▶ _WORK ITEM_:
Print each entry word for word without images.

▶ _RECORDS SUPPLIED_:
++++++++++++++++++++

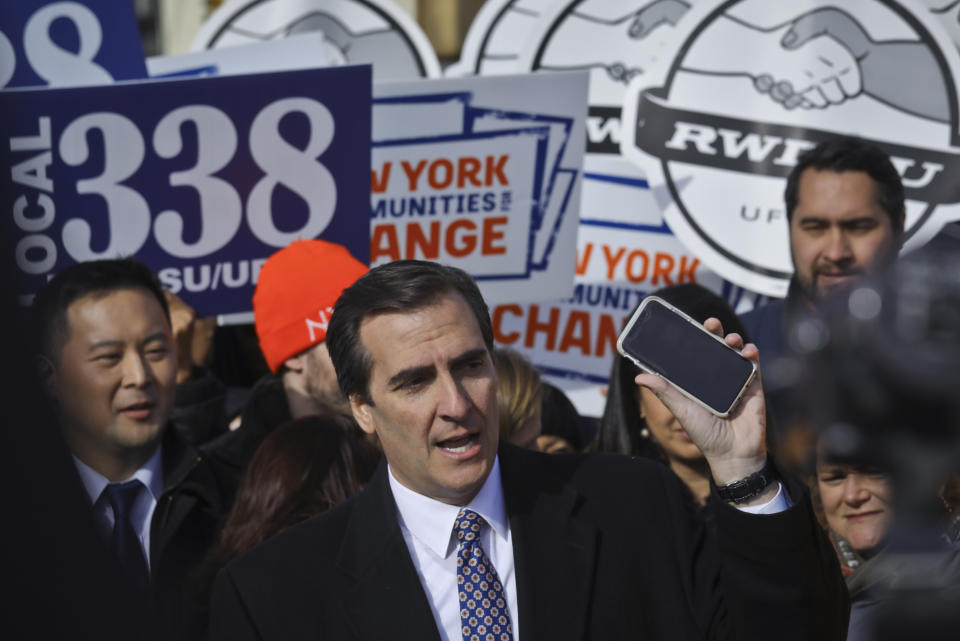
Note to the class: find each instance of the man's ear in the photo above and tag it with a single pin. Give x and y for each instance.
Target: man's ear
(46, 374)
(362, 413)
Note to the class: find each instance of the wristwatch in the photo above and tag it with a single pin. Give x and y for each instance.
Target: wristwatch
(749, 487)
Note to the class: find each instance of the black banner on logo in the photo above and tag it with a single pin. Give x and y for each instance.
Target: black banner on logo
(769, 149)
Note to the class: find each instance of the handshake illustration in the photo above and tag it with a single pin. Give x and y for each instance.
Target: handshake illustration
(824, 58)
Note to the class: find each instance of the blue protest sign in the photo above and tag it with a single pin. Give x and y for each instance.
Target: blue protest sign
(69, 44)
(201, 179)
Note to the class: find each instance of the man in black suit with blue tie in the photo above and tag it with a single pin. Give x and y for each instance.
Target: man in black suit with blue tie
(460, 537)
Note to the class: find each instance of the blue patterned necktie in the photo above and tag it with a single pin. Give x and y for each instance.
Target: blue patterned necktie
(484, 615)
(125, 542)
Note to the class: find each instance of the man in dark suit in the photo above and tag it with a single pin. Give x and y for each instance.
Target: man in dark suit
(107, 362)
(459, 537)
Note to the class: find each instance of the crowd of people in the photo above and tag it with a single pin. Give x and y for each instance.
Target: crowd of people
(394, 474)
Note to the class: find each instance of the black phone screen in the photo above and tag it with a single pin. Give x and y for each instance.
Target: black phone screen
(687, 356)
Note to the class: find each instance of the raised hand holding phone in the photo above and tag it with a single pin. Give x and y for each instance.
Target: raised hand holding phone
(734, 445)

++++++++++++++++++++

▶ _OUTPUT OF THE TASK_:
Note to the class: find each instance of the man's ear in the photo above and tag it with a single pin. Give x and y for each instance.
Target: man's ear
(46, 374)
(362, 413)
Note to the class: find each instance of the wristwatch in the photo above and tag it with a single pin. Give x and y for each instance.
Target: wristwatch
(749, 487)
Note to the class: find each instance of the black banner on logo in the photo above and tag it with a single pin. Give x and y for each instance.
Target: black banner on logo
(769, 149)
Note to the class: find each instance of the handshake illustration in the photo above and tag it with a single pin. Give x and y for each instance.
Target: handshake illustration
(824, 58)
Note to the class: find each instance of the blue protest sign in the photo above and tag it with a single pin. Give x and y for each instance.
Target: blue protest sign
(69, 44)
(201, 179)
Note to the class: find each instance of the man in black suit with blue tie in the photo above and tag it with a single pin. Give x and y for each instance.
Target: man in black suit with blue tie
(460, 537)
Note to the class: find each instance of the blue patterned necktie in the photo above and tag it with a single pin. Give x and y for each instance.
Target: blue patterned necktie
(484, 615)
(125, 542)
Note to the class: find each instance of the man in dark suit in the photo above and tag it with a single pin. Give x and y for each instance.
Target: man in dark suit
(107, 362)
(459, 537)
Note to the class: find each instance of the crowd of people in the photo above and tag it with a single pin. Give x and y for each instance.
Target: crowd of people
(394, 474)
Note to the class: find each instance of the black phone screen in the photo above and tag it with a single pin. Give x and y for each instance.
Target: black phone screen
(687, 356)
Note to the class: find each instance of the raised hand holding phone in the photo above and tag it with a single pin. Give x and y for each instance.
Target: raised hand holding phone
(734, 445)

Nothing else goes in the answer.